## Task goal
Retype the records in full, keeping each character as it is.

[Point-per-instance localization data]
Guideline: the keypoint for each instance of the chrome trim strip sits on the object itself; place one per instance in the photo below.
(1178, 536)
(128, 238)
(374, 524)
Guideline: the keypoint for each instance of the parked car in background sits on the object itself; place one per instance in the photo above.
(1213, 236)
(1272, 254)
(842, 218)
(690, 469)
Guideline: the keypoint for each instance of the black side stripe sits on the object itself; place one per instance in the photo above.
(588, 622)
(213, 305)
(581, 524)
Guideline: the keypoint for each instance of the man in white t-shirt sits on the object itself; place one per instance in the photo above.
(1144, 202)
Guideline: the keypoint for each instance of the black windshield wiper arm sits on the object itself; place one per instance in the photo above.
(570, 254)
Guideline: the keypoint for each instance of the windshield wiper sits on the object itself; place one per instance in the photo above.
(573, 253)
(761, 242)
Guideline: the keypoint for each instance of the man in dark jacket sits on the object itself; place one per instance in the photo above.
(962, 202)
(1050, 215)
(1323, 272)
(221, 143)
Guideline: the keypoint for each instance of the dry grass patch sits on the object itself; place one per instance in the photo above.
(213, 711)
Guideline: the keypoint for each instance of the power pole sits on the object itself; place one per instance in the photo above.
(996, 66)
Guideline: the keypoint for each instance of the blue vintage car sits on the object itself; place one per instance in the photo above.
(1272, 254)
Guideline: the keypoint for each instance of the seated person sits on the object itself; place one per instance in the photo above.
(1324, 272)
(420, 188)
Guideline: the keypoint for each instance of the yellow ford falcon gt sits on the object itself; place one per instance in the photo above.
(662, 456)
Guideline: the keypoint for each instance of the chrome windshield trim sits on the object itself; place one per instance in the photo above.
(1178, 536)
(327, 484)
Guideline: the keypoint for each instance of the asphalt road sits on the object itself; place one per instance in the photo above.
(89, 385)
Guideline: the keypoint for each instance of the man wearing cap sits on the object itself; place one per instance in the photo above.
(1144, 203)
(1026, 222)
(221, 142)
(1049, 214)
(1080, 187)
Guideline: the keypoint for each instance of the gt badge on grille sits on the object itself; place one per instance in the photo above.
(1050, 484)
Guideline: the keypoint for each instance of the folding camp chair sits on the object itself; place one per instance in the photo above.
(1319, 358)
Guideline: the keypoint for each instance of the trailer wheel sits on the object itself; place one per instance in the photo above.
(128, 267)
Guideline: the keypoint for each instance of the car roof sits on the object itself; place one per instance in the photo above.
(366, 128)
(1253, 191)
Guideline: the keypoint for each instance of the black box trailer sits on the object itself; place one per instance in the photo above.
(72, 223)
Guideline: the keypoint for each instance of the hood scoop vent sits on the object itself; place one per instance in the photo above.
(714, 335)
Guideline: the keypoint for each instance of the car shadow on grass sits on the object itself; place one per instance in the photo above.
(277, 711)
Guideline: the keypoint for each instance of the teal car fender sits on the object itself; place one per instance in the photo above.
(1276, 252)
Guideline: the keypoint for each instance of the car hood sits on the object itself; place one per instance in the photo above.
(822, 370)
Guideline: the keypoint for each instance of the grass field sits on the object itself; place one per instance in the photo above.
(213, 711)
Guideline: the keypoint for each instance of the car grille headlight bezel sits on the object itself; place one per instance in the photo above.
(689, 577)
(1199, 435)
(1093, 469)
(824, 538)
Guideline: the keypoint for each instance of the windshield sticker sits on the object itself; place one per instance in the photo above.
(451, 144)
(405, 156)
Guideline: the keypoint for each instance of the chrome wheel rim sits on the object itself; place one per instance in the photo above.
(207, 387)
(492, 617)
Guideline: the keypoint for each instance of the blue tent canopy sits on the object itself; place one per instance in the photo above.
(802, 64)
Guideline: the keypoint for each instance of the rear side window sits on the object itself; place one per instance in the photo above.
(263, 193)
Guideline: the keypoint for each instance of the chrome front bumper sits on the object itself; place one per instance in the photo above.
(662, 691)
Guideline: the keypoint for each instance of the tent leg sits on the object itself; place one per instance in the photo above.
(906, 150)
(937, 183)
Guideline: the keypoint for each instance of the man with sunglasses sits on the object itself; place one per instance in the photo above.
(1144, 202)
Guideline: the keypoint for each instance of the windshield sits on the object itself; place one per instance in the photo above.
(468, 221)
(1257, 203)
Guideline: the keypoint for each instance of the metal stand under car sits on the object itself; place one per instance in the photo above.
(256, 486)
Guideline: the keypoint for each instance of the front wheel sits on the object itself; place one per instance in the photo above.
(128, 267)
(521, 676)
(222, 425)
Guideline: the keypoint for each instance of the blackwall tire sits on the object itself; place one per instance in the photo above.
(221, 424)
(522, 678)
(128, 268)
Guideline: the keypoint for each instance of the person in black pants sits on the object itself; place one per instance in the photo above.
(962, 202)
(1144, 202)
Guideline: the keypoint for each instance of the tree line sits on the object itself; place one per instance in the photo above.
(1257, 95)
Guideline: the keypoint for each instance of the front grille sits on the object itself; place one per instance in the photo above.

## Solution to this exercise
Guideline: the keypoint for each instance of the chrome trim strip sits on the object itself; place one per instance in the photo below.
(1178, 536)
(128, 238)
(374, 524)
Guideline: the keypoint for each instance of the parked car in background sits on the object itself; place one per instance in the photo above.
(1213, 236)
(1272, 254)
(842, 218)
(690, 469)
Guideline: the keypoint for each instance of the black side stripe sits on the object itself; place one per instance in the photo above.
(588, 622)
(213, 305)
(581, 524)
Guideline: the keypoint for each instance of the man in white t-shirt sits on the object itself; place one per instance in the photo above.
(1144, 202)
Guideline: the keypoint for each instance of the black windshield wiper arm sits on the object itself; place one per instance in the photo above.
(570, 254)
Guideline: the keypoint for each instance of the windshield wiper sits on the object itself; place one per instance in the photo above.
(573, 253)
(761, 242)
Guideline: the keypoint for each instance of the man in dark jacket sits on the object itself; place one per instance in the photo above.
(962, 202)
(1050, 215)
(1323, 272)
(221, 143)
Guideline: the keypoint for each instance of the dry grass patch sits on the object itself; place one per instance in the photo above.
(213, 711)
Guideline: the keypoint for each instance of the power pole sits on the object itself; place one per instance in the photo above.
(996, 66)
Guideline: the keypoint for each instance of the blue vintage car sits on the object itself; place one per instance in the photo above.
(1272, 254)
Guideline: the keypoint for each instance of the seated person sits on the object itself; place one per instance in the photo above.
(1324, 272)
(420, 188)
Guideline: the keypoint for each instance of the yellow ford falcon gt sits on the object itself; place one per instance in the photo above.
(662, 456)
Guideline: the keypoint for each instance of the chrome windshield trim sits on the object itself; place one per instance in the photo above.
(1178, 536)
(327, 484)
Guideline: the keypoint for each instance of the asphalt road sits on the object itself; place one per instance in the photo above.
(89, 385)
Guideline: the keypoint for each instance of the man wearing cap sits on the object itself; place one per instance in the photo above.
(1144, 203)
(1026, 222)
(221, 142)
(1049, 214)
(1080, 187)
Guideline: the keypoint for each instance of the gt badge on grille sits on the object itself; place one per instance in the photo above.
(1050, 484)
Guideline: the keypoint for each instance of the folding camp chair sits on the object itself; place one per instance in the photo above.
(1319, 358)
Guideline: the keypoint for each instance of the trailer wheel sits on the object itself; place one per instance in the photo above.
(128, 267)
Guideline: the keypoint for each instance of the car roof sits on the object itself; place one per instance in the photo above.
(366, 128)
(1253, 191)
Guideline: the keypoint for each instance of the black box trailer sits on the object itself; place one per instance in the photo above.
(72, 223)
Guideline: the keypoint for each instance of the hood scoop vent sits on the object itself; place one per instance in the photo above.
(714, 335)
Guideline: the keypoint for each instance of the car shadow on grass sits on the object itself; place one per instance in the photo above.
(277, 711)
Guideline: the keypoint for each instance of the teal car fender sits on the object itself; place one per instance in the photo above.
(1276, 252)
Guideline: the keypoint for each instance of the car hood sits on the object itself; place one per instance in the photo above.
(822, 370)
Guideline: the keypoint for each instance of the grass field sits on the object itself; place one per instance in the photo above.
(213, 711)
Guideline: the keypoint for each instance of the car grille headlight bezel sits on the object itself; place one per instance in the photo above.
(689, 577)
(1199, 435)
(1093, 469)
(824, 538)
Guideline: the keypoint for each instance of the windshield sticker sits on the object itself; place one per instance in the photo above.
(451, 144)
(405, 156)
Guideline: the keypoint for each instance of the chrome wheel rim sits on the object itself; place one per instance in the photo above.
(207, 387)
(492, 617)
Guideline: the keypoint for each instance of the blue tent canopy sits on the object itself; place one per instance in the photo above.
(802, 64)
Guideline: the keypoint for each instance of the rear side window sits on the object itself; place one per instance in the photo above.
(263, 193)
Guideline: the keypoint for each instance of the chrome front bumper sits on the object itself; place one per instance in the photo above.
(662, 691)
Guideline: the keypoint for each instance of the tent leg sits on the object itself; place one per instance in the photo above.
(906, 150)
(937, 183)
Guideline: the keypoint for each instance of the man with sunglasses sits on the object itself; place one per instance in the photo above.
(1144, 202)
Guideline: the keypoint for each instance of the windshield sits on the object itself; place one per instance in the photo above.
(468, 221)
(1257, 203)
Guideline: the keypoint for each instance of the metal stand under car sits on the object itself; place one per instance in the photo above.
(256, 486)
Guideline: the keypoint for each instance of the front wheel sits on the object itself; place one per instance in the photo above.
(128, 267)
(521, 676)
(222, 425)
Guideline: the keypoint for each instance of the blackwall tire sits on the object itself; place one per instance in the photo above.
(221, 424)
(522, 678)
(128, 268)
Guideline: the keypoint for each instance of the person in black pants sits on the object itself; place one per instance in the photo above.
(962, 202)
(1144, 202)
Guideline: the keypoint for each instance of the tree line sits on the object itself; place one per instance in the photo above.
(1257, 95)
Guideline: the keypoint for each instance of the front grille sits on the object itself; place one per instance in the photo above.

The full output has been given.